**REQUIRED WORK:** Count the lines in the records below that contain the word "butterfly". Reply with the number alone.

[START]

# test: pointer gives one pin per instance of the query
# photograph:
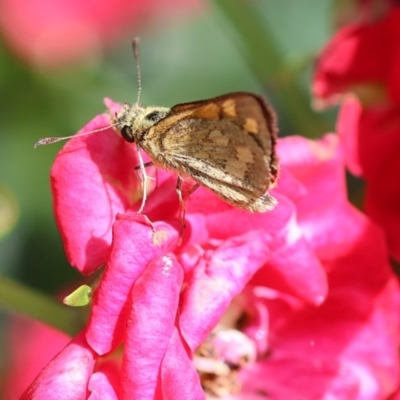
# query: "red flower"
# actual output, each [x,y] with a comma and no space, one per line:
[162,301]
[51,34]
[362,58]
[365,59]
[372,139]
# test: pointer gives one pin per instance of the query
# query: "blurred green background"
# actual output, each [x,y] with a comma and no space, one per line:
[267,47]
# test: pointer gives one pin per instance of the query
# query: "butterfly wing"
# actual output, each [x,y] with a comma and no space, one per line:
[226,144]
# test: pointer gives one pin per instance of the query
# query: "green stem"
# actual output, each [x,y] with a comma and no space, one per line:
[20,299]
[267,62]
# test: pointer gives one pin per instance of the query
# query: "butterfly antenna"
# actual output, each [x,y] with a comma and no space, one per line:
[135,46]
[55,139]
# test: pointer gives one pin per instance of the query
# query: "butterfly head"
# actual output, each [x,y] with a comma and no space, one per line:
[132,120]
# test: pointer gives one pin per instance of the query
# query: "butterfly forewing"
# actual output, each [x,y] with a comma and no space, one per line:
[225,143]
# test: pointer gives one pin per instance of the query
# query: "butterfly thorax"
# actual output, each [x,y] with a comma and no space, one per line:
[133,120]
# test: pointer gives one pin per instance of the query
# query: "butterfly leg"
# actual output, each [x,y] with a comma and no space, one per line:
[182,208]
[145,178]
[182,204]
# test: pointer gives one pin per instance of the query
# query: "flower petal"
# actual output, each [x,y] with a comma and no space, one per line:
[134,246]
[67,375]
[155,300]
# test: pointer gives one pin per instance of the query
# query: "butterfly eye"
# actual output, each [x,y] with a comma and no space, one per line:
[127,134]
[155,116]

[END]

**RIGHT ANSWER:** 7